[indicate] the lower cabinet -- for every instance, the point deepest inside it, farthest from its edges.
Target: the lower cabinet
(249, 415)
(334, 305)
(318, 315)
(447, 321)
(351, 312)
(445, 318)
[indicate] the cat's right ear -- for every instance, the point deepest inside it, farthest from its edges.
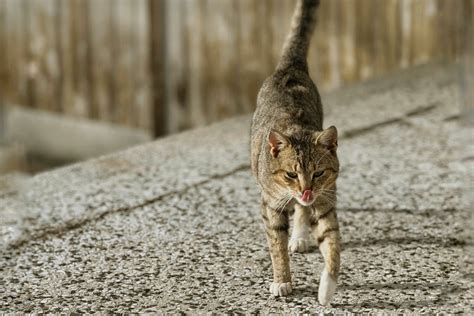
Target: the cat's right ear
(277, 142)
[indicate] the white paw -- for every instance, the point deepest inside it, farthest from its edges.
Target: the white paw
(327, 288)
(298, 245)
(280, 289)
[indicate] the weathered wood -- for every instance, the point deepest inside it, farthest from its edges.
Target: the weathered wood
(120, 61)
(158, 42)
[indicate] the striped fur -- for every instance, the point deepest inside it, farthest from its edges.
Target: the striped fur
(288, 148)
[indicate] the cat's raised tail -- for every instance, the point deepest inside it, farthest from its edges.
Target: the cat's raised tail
(295, 49)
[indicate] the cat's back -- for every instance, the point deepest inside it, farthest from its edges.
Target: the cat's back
(286, 100)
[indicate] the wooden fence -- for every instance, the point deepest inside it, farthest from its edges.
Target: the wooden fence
(169, 65)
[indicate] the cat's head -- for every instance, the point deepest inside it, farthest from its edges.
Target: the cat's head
(305, 165)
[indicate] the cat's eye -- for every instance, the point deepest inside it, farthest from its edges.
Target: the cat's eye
(318, 174)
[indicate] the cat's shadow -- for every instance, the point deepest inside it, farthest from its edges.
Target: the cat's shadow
(382, 303)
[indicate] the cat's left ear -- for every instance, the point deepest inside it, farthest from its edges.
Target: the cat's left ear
(277, 142)
(328, 138)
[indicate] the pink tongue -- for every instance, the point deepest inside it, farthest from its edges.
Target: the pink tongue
(307, 195)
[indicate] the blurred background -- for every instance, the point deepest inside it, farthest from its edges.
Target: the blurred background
(80, 78)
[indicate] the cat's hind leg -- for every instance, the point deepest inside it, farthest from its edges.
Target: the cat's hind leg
(326, 233)
(300, 236)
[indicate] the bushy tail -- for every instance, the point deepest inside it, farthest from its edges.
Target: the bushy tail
(295, 49)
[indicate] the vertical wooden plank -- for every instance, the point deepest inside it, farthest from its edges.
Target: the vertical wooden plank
(176, 58)
(158, 40)
(252, 70)
(3, 65)
(44, 54)
(101, 55)
(124, 67)
(319, 50)
(334, 79)
(346, 41)
(193, 35)
(30, 64)
(65, 61)
(220, 57)
(142, 97)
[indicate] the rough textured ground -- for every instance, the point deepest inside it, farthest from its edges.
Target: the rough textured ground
(173, 225)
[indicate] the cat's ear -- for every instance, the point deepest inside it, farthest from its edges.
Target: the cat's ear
(277, 142)
(328, 138)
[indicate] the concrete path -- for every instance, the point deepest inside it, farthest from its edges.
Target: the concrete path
(173, 225)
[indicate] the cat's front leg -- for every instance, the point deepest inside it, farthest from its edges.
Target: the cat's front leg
(276, 228)
(326, 233)
(300, 238)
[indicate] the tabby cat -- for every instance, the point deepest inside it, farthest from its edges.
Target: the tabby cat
(294, 162)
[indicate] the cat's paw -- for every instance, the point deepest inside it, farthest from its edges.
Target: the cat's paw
(280, 289)
(327, 288)
(298, 245)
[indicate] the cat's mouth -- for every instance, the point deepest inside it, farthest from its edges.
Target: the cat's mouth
(307, 198)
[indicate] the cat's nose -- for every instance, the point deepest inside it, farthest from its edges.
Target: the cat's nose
(307, 195)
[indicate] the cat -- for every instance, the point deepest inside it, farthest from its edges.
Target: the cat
(295, 163)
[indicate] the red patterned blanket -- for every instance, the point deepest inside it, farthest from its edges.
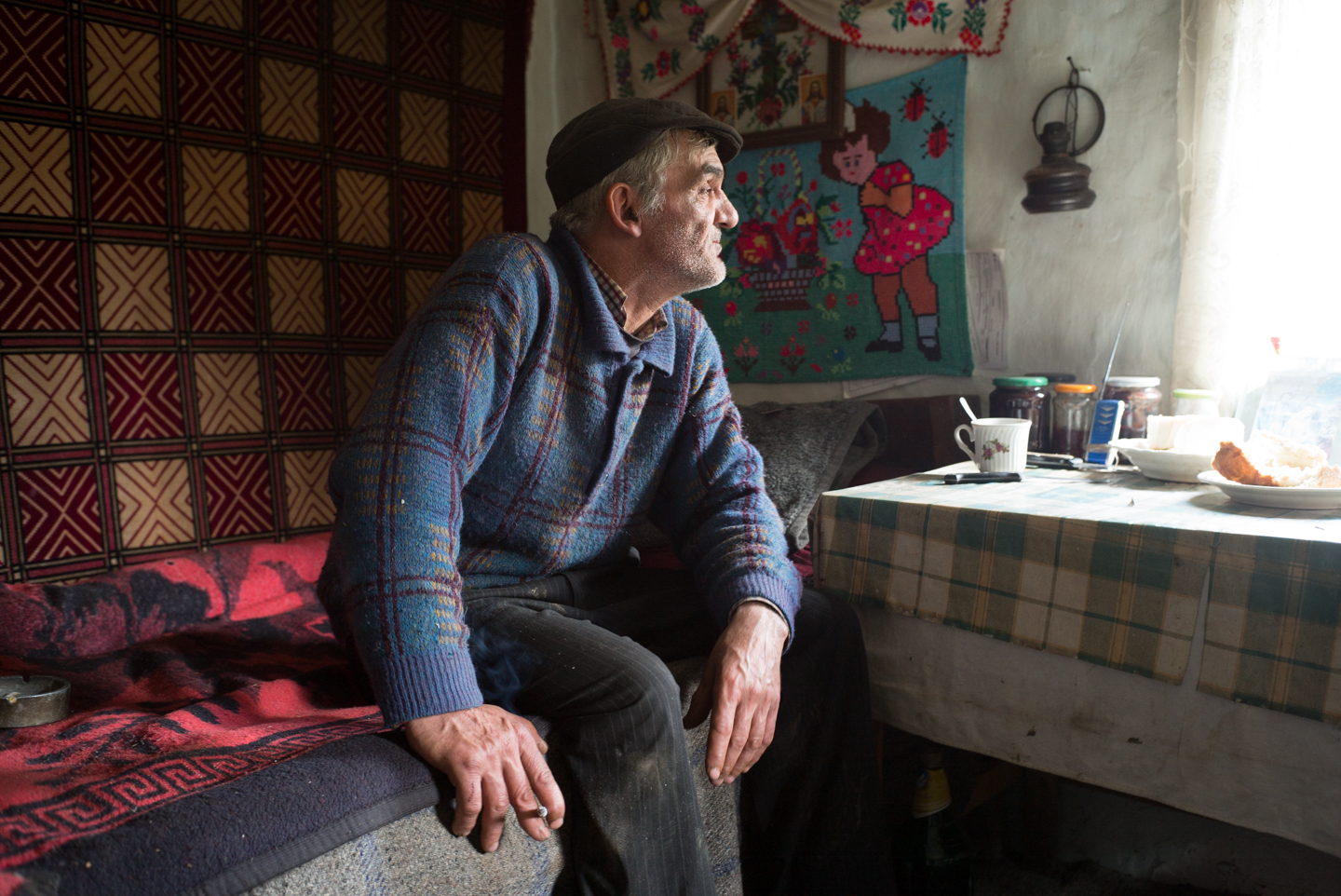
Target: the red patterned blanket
(184, 673)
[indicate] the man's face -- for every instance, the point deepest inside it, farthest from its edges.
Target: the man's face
(856, 161)
(684, 239)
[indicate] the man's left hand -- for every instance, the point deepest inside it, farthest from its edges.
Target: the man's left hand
(742, 685)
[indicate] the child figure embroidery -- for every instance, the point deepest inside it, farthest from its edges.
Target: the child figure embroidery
(904, 220)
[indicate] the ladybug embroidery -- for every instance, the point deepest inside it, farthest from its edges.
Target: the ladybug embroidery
(938, 140)
(914, 103)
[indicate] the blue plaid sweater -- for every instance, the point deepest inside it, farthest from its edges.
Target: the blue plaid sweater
(511, 435)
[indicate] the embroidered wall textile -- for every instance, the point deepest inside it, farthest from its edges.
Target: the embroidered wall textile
(652, 48)
(215, 216)
(849, 258)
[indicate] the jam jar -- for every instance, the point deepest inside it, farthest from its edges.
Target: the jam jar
(1023, 397)
(1073, 412)
(1142, 396)
(1053, 378)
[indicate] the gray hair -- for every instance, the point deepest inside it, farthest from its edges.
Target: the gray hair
(645, 173)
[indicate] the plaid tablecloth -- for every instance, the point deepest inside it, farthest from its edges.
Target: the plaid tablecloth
(1106, 567)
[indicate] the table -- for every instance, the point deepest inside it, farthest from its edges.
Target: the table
(1209, 634)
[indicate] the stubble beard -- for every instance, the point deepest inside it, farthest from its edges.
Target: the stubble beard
(688, 259)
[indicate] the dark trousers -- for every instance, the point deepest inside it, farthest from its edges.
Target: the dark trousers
(588, 652)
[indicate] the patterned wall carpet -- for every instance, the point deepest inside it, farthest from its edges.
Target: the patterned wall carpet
(215, 218)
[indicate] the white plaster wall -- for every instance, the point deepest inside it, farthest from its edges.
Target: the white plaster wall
(1067, 275)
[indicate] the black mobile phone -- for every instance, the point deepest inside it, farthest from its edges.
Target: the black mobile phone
(963, 479)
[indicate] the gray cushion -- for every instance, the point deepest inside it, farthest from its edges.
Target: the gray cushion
(419, 856)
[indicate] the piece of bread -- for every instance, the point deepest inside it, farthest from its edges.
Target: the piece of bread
(1234, 465)
(1276, 462)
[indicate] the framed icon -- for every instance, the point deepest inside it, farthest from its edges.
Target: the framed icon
(777, 81)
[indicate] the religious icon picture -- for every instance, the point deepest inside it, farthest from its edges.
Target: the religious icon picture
(722, 106)
(779, 81)
(814, 105)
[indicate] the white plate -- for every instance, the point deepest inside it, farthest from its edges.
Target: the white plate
(1273, 496)
(1167, 466)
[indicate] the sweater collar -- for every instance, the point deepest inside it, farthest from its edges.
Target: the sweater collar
(600, 332)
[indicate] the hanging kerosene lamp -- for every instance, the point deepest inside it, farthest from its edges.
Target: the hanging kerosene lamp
(1060, 183)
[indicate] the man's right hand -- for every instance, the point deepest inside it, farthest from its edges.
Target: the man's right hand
(495, 759)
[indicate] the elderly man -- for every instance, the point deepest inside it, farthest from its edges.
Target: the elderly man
(548, 399)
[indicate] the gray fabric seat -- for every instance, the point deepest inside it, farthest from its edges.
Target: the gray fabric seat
(419, 856)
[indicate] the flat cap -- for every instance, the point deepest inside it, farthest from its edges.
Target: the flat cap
(610, 133)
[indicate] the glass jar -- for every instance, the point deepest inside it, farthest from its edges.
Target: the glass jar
(1026, 399)
(1197, 401)
(1053, 378)
(1142, 396)
(1073, 412)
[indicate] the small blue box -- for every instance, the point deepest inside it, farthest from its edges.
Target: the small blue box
(1108, 420)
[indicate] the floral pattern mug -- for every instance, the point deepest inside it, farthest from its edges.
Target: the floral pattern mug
(1000, 444)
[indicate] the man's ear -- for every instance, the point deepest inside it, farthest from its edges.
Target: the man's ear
(621, 208)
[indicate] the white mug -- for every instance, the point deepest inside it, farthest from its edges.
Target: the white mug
(1000, 444)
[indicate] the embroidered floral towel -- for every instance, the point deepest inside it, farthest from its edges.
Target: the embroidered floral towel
(652, 48)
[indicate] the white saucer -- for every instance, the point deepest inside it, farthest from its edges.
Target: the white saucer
(1167, 465)
(1274, 496)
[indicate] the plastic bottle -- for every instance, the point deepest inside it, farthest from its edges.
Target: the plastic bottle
(931, 850)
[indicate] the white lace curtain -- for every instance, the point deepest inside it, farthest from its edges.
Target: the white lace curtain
(1261, 194)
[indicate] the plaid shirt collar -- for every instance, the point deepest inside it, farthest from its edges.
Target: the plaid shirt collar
(615, 299)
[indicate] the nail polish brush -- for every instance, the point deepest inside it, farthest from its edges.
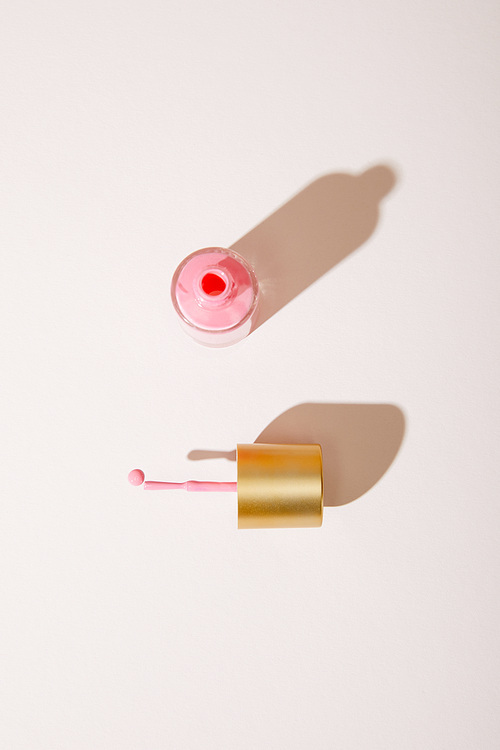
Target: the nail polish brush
(279, 486)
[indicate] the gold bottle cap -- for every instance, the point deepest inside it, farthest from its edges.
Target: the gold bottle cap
(279, 486)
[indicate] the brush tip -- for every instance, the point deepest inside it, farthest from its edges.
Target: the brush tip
(136, 477)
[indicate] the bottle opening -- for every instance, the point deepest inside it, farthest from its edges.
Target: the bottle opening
(213, 284)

━━━━━━━━

◆ What to work on:
Reproduce the records from the line containing "[indicate] the white plate" down to the line containing "(1060, 183)", both included, with the requests kept, and increase every coordinate in the answers by 128.

◆ Answer for the task:
[indicate] the white plate -- for every instance, the point deepest inside it, farthest from its edges.
Target: the white plate
(1401, 624)
(1295, 594)
[indicate] the sweater collar -- for every instance, the point deepest inside it, farthest from its edges.
Target: the sweater collar
(728, 460)
[indicate] the hanging kerosene lamp -- for every instance, the point deepest inside it, farthest from its edges.
Target: the hanging kerosene lamp
(1188, 311)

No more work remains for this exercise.